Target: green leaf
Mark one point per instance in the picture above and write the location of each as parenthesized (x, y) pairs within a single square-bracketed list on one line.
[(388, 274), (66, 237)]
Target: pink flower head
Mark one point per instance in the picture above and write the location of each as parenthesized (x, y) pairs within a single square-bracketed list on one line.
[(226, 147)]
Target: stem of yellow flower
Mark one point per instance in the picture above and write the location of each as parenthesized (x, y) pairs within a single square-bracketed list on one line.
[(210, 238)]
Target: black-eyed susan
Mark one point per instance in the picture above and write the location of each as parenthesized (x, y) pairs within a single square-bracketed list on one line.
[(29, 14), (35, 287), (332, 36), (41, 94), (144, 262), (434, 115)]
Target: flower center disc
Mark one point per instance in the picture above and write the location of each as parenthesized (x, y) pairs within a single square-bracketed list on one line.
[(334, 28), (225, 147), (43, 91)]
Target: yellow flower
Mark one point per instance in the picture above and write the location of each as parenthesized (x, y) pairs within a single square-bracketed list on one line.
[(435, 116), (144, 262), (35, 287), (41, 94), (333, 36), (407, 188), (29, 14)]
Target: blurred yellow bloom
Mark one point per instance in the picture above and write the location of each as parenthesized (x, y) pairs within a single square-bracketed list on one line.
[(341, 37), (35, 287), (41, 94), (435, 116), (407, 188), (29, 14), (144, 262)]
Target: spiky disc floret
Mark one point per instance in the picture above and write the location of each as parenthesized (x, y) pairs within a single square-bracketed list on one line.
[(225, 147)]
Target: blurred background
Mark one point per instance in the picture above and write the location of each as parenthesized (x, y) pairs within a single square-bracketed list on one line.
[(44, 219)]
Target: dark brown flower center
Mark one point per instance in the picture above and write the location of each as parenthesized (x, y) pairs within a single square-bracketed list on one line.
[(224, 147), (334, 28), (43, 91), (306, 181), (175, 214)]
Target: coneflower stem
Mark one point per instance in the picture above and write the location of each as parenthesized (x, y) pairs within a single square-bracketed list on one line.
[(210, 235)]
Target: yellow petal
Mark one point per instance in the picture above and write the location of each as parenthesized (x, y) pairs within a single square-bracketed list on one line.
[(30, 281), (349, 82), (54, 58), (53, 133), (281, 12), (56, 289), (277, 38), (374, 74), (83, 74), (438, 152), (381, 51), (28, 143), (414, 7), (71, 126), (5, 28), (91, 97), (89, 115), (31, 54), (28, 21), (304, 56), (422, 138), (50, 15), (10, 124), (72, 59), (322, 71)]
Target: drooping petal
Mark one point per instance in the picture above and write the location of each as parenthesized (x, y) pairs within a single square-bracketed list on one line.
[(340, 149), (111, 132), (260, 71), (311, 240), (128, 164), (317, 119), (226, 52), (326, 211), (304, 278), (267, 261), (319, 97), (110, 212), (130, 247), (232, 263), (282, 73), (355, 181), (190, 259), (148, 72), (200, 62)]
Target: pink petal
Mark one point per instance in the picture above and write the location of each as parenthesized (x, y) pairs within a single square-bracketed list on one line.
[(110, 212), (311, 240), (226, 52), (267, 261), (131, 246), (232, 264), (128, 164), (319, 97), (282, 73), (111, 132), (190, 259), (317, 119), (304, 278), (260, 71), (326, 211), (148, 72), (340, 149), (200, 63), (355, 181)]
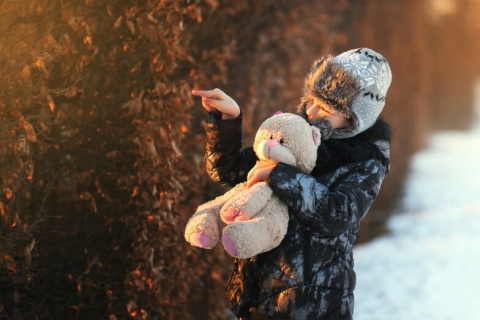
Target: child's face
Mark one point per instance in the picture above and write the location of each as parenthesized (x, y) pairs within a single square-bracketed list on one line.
[(319, 108)]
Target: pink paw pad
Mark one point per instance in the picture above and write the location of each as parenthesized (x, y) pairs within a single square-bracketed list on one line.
[(229, 245), (199, 239)]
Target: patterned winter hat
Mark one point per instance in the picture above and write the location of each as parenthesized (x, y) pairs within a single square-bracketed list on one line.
[(355, 83)]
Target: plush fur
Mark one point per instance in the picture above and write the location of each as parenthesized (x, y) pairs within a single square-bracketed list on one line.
[(253, 220), (332, 83)]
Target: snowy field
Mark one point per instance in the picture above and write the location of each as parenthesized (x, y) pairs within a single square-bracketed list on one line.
[(428, 266)]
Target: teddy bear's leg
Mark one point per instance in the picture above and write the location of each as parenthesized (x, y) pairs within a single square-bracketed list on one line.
[(246, 204), (264, 232), (202, 230)]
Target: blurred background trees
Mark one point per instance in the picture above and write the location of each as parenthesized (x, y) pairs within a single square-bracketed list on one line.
[(101, 143)]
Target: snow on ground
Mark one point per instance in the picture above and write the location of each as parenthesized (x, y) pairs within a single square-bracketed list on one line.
[(428, 266)]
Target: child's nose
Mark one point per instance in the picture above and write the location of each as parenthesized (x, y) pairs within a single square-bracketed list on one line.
[(272, 143)]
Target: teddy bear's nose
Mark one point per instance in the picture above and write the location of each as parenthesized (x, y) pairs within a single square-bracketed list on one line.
[(272, 143)]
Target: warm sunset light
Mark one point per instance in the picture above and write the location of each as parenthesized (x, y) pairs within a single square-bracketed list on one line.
[(102, 143)]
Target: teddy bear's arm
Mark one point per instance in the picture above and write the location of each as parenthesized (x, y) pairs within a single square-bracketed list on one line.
[(246, 204), (265, 231)]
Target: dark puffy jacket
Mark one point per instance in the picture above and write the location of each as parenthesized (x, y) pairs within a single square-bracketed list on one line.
[(310, 274)]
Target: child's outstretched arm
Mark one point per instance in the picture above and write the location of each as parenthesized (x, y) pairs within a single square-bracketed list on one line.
[(216, 99)]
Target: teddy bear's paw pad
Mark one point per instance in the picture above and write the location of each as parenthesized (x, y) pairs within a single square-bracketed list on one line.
[(233, 215), (199, 239), (229, 245)]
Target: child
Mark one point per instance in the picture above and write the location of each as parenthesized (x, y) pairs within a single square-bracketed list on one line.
[(310, 274)]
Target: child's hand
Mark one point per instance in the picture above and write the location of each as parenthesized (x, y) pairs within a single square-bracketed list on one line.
[(217, 99)]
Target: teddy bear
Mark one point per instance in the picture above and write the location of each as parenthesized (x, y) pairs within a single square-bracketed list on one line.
[(253, 220)]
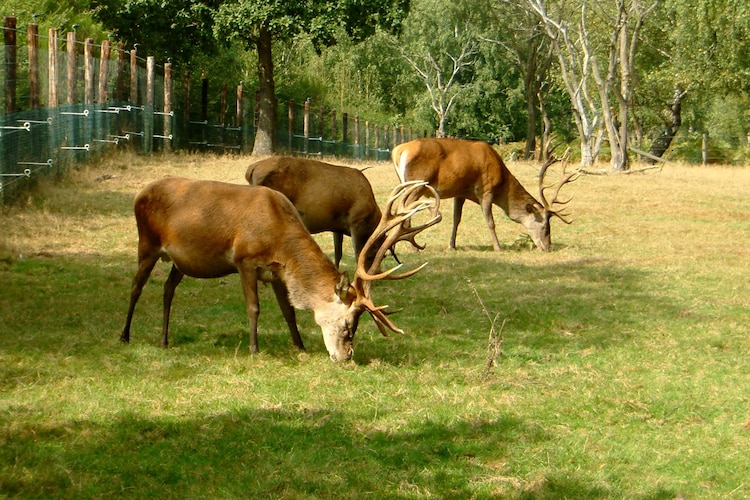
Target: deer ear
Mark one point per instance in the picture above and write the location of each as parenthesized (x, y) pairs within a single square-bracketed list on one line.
[(342, 287)]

**TO DO:**
Reproduce all of the rows above word for word, but leave the pictures out.

**EXERCISE RESPONSE:**
Target: green leaf
Mark one point per instance in the picture above and write the location of each as parenthesized (x, y) pairs within a single square-bracketed list on one line.
[(388, 274), (66, 237)]
Target: pink flower head
Mark one point per instance in the picture above and write the location of each as parenthesized (x, y) pairs within a single square-bracketed list on one line.
[(226, 147)]
Target: stem of yellow flower
Mark one point per instance in the picture above and write the location of each as parenthesized (x, y) pairs within a single square-bracketed list on one line.
[(210, 238)]
Target: black-eyed susan
Mark one point per instance in the picture above and write the location of each as parenthesized (x, y) pairs within a single square-bracketed list on one line.
[(29, 14), (35, 287), (332, 36), (41, 94), (144, 262), (434, 115)]
Target: flower center disc
Mark one point per instance in the picture above and write the location of each as parenthesized (x, y) pairs within a single square-bracketed list on one line.
[(334, 28), (225, 147), (43, 91)]
Target: yellow flower
Mark one point per instance in the picture above and write the location of each as parenthesized (x, y) pairs within a single square-bracketed list on one line.
[(435, 116), (144, 262), (35, 287), (41, 94), (333, 36), (407, 188), (29, 14)]
Target: blurred yellow bloom
Mark one point per instance in the picture above and write the location of each as parenthesized (x, y) pairs within a single square-bracketed list on one line.
[(341, 37), (35, 287), (41, 94), (435, 116), (407, 188), (29, 14), (144, 262)]
Target: spiky disc floret
Mark one point per instance in the picture above and write the location of each as parenthesized (x, y) pairs within a single square-bracketed list on one line.
[(225, 147)]
Target: blurred background
Mark one point per instance in the picture above and write the location of each as parenthesized (x, y) pairs within a single square-bracketed list on one line.
[(44, 219)]
Target: dark brown flower center
Mark one point per instance in the picture above and write the location of each as parenthesized (x, y) pairs within a single square-bracketed list on one line.
[(224, 147), (334, 28), (43, 91), (306, 181), (175, 214)]
Target: coneflower stem
Mark one point per instance in the picture above and write the location of each as parenthesized (x, y) pairs within a single square-bracketed list on one line.
[(210, 235)]
Target: yellow petal
Mark one point per instance in the picture above and write the location of each as parenthesized (x, y) pairs within a single square-bracketed list on one line.
[(30, 281), (349, 82), (54, 58), (53, 133), (281, 12), (56, 289), (277, 38), (374, 74), (83, 74), (438, 152), (381, 51), (28, 143), (414, 7), (71, 126), (5, 28), (91, 97), (89, 115), (31, 54), (28, 21), (304, 56), (422, 138), (50, 15), (10, 124), (72, 59), (322, 71)]
Target: drooping petal
Mark one point per instance in the picture above and write the location of each as parenthesized (x, y) pairs within a single square-bracketed list on one line.
[(340, 149), (111, 132), (260, 71), (311, 240), (128, 164), (317, 119), (226, 52), (326, 211), (304, 278), (267, 261), (319, 97), (110, 212), (130, 247), (232, 263), (282, 73), (355, 181), (190, 259), (148, 72), (200, 62)]
Target: pink petal
Mark one point per instance in the picture above and write the location of each as parenthesized (x, y) pairs within a single square-bracketed list on one line.
[(110, 212), (311, 240), (226, 52), (267, 261), (131, 246), (232, 264), (128, 164), (319, 97), (282, 73), (111, 132), (190, 259), (317, 119), (304, 278), (260, 71), (326, 211), (148, 72), (340, 149), (200, 63), (355, 181)]
Target: child's face
Mark one point per instance in the picture above and write the location of each as parenthesized (x, y) pairs within a single square-bracketed list on one line.
[(319, 108)]
Target: pink paw pad
Mark one point per instance in the picture above and write the location of each as parenthesized (x, y) pairs within a single square-bracketed list on one line.
[(229, 245), (199, 239)]
Target: patterned winter hat
Mark one point per instance in the picture above and write the location of each as parenthesized (x, y) pairs within a single square-bracketed list on one line.
[(355, 83)]
Target: plush fur
Mark one point per instance in the picture above and write the location of each as parenthesized (x, y) pairs within a single square-bracketed list on one line.
[(253, 220), (332, 83)]
Target: snowy field
Mark one point per instance in the picture above and write the location of each as parenthesized (x, y) pairs within a single square-bracketed list on one line.
[(428, 266)]
Target: teddy bear's leg
Mark one point per instance in the picture above and write the location of each as parenthesized (x, y) pairs within a single square-bracketed list on one line.
[(246, 204), (264, 232), (202, 230)]
Target: blurred background trees
Mark one point per instance in the picture above and write the location of each as parenthesized (x, y) pairs within a single square-bracketed list on one line.
[(101, 143)]
Target: snow on ground
Mark one point per instance in the picture above and write the location of each as parenthesized (x, y) pairs within a single square-bracketed list on one line.
[(428, 266)]
Target: child's nose
Mark one point per instance in the picture above and write the location of each as parenthesized (x, y) pairs within a single square-bracketed list on one line.
[(272, 143)]
Target: teddy bear's nose
Mark one point per instance in the picture above and write the location of each as parenthesized (x, y) pairs within a single square-bracketed list on one line.
[(272, 143)]
Target: warm sunset light
Mark one point per instance in the picture above and write the location of each as parenthesized (x, y) pairs within a single square-bracketed list on one line.
[(102, 143)]
Target: teddy bear's arm
Mark one point per instance in the picture above and write the location of each as parenthesized (x, y) pairs within a single square-bracketed list on one line.
[(246, 204), (265, 231)]
Target: dark puffy jacket
Mark one point per instance in the picture above and write the location of each as parenthesized (x, y) pairs within a single square-bracketed list on one line.
[(310, 274)]
Target: child's outstretched arm
Mark one point per instance in the picture above and write the location of each as parenthesized (x, y) pairs within a single square-bracketed list on one line.
[(216, 99)]
Target: teddy bear's paw pad
Mark one point per instance in the picture above and write the location of each as parenthesized (x, y) pairs within a single square-bracketed list on one line.
[(233, 215), (199, 239), (229, 245)]
Target: child
Mark one point per instance in the picture above and write the location of each as parenthesized (x, y) pairs within a single square-bracketed list on one line.
[(310, 274)]
Target: child's hand
Mark one point per instance in the picture above and write the location of each as parenthesized (x, y) pairs within a single square-bracketed list on one line.
[(217, 99)]
Target: teddy bear
Mark one point per instance in the picture above and write the location of each as parenthesized (x, y) pairs within a single square-bracketed list on one line.
[(253, 220)]
Target: deer ear
Mark one point per instance in the picture above and write the location of each as parenthesized (x, y) pairs within a single square-bracketed list on one line.
[(342, 287)]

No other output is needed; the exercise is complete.